■ **To do**
Could you convert every line of the material below into a JSON list of strings, one string per line, with blank lines omitted?

■ **Entries**
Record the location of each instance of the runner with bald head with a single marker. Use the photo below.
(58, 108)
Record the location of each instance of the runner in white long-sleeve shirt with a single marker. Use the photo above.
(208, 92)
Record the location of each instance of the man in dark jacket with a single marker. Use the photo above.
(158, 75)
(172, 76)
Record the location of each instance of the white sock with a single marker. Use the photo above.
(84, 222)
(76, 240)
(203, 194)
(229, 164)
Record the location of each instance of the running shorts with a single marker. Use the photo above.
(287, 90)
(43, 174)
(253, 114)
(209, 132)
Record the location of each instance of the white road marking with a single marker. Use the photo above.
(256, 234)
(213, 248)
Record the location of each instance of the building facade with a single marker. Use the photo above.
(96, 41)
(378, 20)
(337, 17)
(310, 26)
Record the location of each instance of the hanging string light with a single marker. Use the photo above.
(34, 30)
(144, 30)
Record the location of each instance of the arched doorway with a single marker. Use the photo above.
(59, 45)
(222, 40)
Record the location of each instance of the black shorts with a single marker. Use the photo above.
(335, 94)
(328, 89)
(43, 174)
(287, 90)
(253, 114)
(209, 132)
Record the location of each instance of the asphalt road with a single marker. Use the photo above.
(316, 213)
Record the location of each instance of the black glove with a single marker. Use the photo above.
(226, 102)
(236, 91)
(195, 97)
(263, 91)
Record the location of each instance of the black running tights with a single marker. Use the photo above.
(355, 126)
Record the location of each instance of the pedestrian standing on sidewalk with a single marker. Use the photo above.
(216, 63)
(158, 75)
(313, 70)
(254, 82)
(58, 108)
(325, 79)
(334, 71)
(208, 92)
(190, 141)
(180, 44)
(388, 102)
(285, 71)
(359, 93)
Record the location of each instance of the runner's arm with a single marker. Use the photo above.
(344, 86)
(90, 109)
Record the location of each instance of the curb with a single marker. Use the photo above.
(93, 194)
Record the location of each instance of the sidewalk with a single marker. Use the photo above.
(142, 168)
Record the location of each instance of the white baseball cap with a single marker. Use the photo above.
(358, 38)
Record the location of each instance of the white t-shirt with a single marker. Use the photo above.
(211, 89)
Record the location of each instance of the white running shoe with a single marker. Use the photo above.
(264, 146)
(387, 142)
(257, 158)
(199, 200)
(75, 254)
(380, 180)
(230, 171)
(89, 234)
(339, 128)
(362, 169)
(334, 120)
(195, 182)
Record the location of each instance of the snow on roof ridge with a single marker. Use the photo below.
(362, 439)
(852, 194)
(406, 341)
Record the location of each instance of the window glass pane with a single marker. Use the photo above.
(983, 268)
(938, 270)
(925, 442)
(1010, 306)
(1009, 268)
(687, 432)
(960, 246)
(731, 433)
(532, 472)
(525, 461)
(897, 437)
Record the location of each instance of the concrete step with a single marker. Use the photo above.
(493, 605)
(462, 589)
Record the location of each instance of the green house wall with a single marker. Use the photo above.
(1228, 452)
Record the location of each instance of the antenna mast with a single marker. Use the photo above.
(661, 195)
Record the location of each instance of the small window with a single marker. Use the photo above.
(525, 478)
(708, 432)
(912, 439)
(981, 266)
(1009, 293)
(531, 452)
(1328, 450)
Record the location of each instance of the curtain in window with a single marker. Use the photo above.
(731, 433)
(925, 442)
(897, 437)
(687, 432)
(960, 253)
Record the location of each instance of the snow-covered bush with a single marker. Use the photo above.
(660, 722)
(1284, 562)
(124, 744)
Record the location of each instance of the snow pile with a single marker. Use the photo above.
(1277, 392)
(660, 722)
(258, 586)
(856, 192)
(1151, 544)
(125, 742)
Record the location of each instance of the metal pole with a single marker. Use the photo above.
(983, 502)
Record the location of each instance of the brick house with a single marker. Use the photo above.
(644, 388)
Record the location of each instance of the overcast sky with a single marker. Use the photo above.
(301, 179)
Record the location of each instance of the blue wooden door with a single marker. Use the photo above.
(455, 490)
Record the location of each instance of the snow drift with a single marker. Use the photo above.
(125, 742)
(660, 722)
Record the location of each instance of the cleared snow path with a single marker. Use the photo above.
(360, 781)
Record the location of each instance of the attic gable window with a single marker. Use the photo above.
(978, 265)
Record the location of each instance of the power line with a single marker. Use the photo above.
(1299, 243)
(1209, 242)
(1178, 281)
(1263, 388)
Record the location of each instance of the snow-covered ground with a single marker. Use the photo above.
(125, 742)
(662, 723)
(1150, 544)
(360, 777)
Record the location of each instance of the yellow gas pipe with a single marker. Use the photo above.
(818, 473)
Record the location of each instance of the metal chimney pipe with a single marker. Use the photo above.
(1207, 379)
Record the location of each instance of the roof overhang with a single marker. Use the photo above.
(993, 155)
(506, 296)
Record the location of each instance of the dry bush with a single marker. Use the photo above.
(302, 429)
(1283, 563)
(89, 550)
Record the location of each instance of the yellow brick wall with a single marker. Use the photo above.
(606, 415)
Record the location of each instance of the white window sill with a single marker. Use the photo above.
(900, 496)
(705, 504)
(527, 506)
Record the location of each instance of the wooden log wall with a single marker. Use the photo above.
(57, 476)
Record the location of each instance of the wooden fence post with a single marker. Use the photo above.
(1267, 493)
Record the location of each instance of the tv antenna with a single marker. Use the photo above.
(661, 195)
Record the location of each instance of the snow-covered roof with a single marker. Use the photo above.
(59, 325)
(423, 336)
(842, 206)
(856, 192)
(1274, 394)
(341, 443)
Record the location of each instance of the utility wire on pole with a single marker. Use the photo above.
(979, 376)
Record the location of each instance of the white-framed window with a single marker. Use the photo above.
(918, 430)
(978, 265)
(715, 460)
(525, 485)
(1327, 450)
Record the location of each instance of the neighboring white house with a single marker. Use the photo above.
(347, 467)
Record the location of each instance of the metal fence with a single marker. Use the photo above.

■ **Task answer**
[
  "Record the location of each instance of the runner with bald head with a single marker. Use the photo below.",
  "(58, 108)",
  "Record the location of each instance of the runner in white long-sleeve shirt with a single marker. Use the photo above.",
  "(208, 92)",
  "Record the location of each instance of the man in dark jacket with a single marker. Use the photo above.",
  "(158, 75)",
  "(172, 76)",
  "Record the location of each instance of the white sock with a single marker. Use the photo above.",
  "(84, 222)",
  "(76, 240)",
  "(203, 194)",
  "(229, 164)",
  "Record the location of each instance of the running shorts with a single marker. Use the photo above.",
  "(287, 90)",
  "(43, 174)",
  "(253, 114)",
  "(209, 132)",
  "Record the location of each instance of the white road marking with a single marker. Use the photo above.",
  "(256, 234)",
  "(213, 248)",
  "Record the location of each instance of the building facade with a single marker. Use the photo above.",
  "(96, 41)",
  "(378, 20)",
  "(337, 17)",
  "(310, 26)",
  "Record the location of each instance of the hanging string light with a single marker. Use the photo above.",
  "(34, 30)",
  "(144, 30)",
  "Record the location of each instance of the arched doorway with a single marker. Use the photo above.",
  "(59, 45)",
  "(222, 40)",
  "Record the location of each instance of the black shorts with a single marker. Use the photo above.",
  "(335, 94)",
  "(328, 89)",
  "(43, 174)",
  "(287, 90)",
  "(253, 114)",
  "(209, 132)",
  "Record the location of each instance of the asphalt road with a single marker. Use the photo above.",
  "(316, 213)",
  "Record the location of each instance of the black glove with a single marker. Use the photo above.",
  "(226, 102)",
  "(236, 91)",
  "(195, 97)",
  "(263, 91)",
  "Record the location of each instance of the black running tights with a single marker. Use the photo above.",
  "(355, 126)",
  "Record the location of each instance of the pedestrian standing on sidewalk with a single marker. Use the photo above.",
  "(216, 63)",
  "(158, 75)",
  "(313, 70)",
  "(254, 82)",
  "(58, 108)",
  "(325, 79)",
  "(334, 71)",
  "(208, 92)",
  "(190, 141)",
  "(180, 44)",
  "(388, 102)",
  "(285, 71)",
  "(359, 93)",
  "Record the location of each instance of the runner's arm with a single marker. Use the photo above.",
  "(344, 86)",
  "(90, 109)",
  "Record the location of each instance of the curb with a single marker. Use the photo above.",
  "(93, 194)",
  "Record the location of each instance of the sidewalk with a single marker. Use the photo above.",
  "(142, 168)",
  "Record the location of each instance of the white baseball cap with a single marker. Use the photo above.",
  "(358, 38)",
  "Record the location of each instance of the white t-shirt with a single marker. Use the photo above.",
  "(211, 89)",
  "Record the location of each instance of the white running shoe with a single marker. Use the photo above.",
  "(264, 146)",
  "(387, 142)",
  "(257, 158)",
  "(199, 200)",
  "(75, 254)",
  "(380, 180)",
  "(230, 171)",
  "(89, 234)",
  "(339, 128)",
  "(362, 169)",
  "(334, 120)",
  "(195, 182)",
  "Record the location of each instance of the snow on roof ridge with a single marker. Use the photo below.",
  "(362, 439)",
  "(852, 194)",
  "(406, 341)",
  "Record the location of each instance of the window glass pane with a single marker. Use the photo above.",
  "(983, 268)",
  "(938, 270)",
  "(925, 442)",
  "(1010, 306)",
  "(1009, 268)",
  "(687, 432)",
  "(960, 246)",
  "(731, 433)",
  "(532, 472)",
  "(525, 461)",
  "(897, 437)",
  "Record the location of each instance of the concrete step with a single marker. Use the photo above.",
  "(493, 605)",
  "(462, 589)",
  "Record the location of each instance of the green house wall with a single marker. Use the photo above.",
  "(1228, 452)",
  "Record the location of each instance of the antenna mast with a single marker. Use the photo above.",
  "(661, 195)",
  "Record the location of each instance of the small window with a single marker. Use the photo above.",
  "(525, 478)",
  "(708, 432)",
  "(912, 439)",
  "(981, 266)",
  "(1009, 293)",
  "(531, 452)",
  "(1328, 450)",
  "Record the location of each instance of the curtain in window with a single marker. Use the photo above.",
  "(731, 433)",
  "(925, 442)",
  "(897, 437)",
  "(687, 432)",
  "(960, 253)",
  "Record the location of each instance of the snow-covered bush with a single marker. Use the photo above.",
  "(660, 722)",
  "(1284, 562)",
  "(124, 744)",
  "Record the location of each instance of the snow pile with a single marker. Use the photo above.",
  "(1277, 392)",
  "(660, 722)",
  "(258, 586)",
  "(856, 192)",
  "(1151, 544)",
  "(125, 742)",
  "Record the location of each instance of the metal pole with a single marker. Use the photo above.",
  "(983, 502)",
  "Record the location of each instance of the brick house with a single marker. Use the photo above.",
  "(644, 388)",
  "Record the location of each instance of the overcast sky with a single marker. Use the photo above.",
  "(301, 179)",
  "Record the location of each instance of the blue wooden door with a single marker. Use the photo above.",
  "(455, 490)",
  "Record the location of each instance of the snow drift with a single marker. Use the photo above.",
  "(125, 742)",
  "(660, 722)",
  "Record the location of each instance of the cleared snow path with a single marker. Use the photo above.",
  "(360, 781)",
  "Record the location of each instance of the attic gable window with a single marker. Use the photo above.",
  "(978, 265)",
  "Record the location of each instance of the power line with a single marker. Use the photo above.",
  "(1299, 243)",
  "(1209, 242)",
  "(1178, 281)",
  "(1263, 388)",
  "Record the location of each instance of the snow-covered ground with a single marker. Use the photo above.",
  "(125, 742)",
  "(662, 723)",
  "(1150, 544)",
  "(360, 777)",
  "Record the location of each instance of the yellow gas pipe with a single marker. Use the photo above.",
  "(818, 473)",
  "Record the location of each instance of the metal chimney pipe with a single marker. Use the photo above.",
  "(1207, 379)",
  "Record the location of each instance of the roof overhang with a single marker. Use the photo above.",
  "(993, 155)",
  "(506, 296)",
  "Record the location of each instance of the dry bush with a single marker. Use the photo above.",
  "(302, 429)",
  "(1283, 563)",
  "(89, 550)",
  "Record the location of each instance of the yellow brick wall with a single marker. Use the photo above.",
  "(606, 415)",
  "Record the location of each instance of the white window sill with a single marker. Use the photo above.",
  "(900, 496)",
  "(705, 504)",
  "(527, 506)",
  "Record the location of each instance of the wooden log wall with a single marker. Use the photo above.",
  "(57, 476)",
  "Record the location of each instance of the wooden fence post with a single marker. Use the photo above.",
  "(1267, 493)",
  "Record the location of each instance of the tv antenna with a single marker. Use the photo above.",
  "(661, 195)",
  "Record the location of each instance of the snow-covered roof with a single marker. Use the photo above.",
  "(59, 325)",
  "(423, 336)",
  "(842, 206)",
  "(856, 192)",
  "(1274, 394)",
  "(341, 443)",
  "Record the location of each instance of the utility wire on pole with a single marker. Use the photo above.",
  "(979, 376)",
  "Record the location of each instance of the white-framed window with a single marker. Use the photo above.",
  "(918, 430)",
  "(978, 265)",
  "(715, 460)",
  "(525, 485)",
  "(1327, 450)",
  "Record the location of each instance of the neighboring white house with a single marker. Use the photo above.",
  "(347, 467)",
  "Record the location of each instance of the metal fence with a single marker. Use the photo above."
]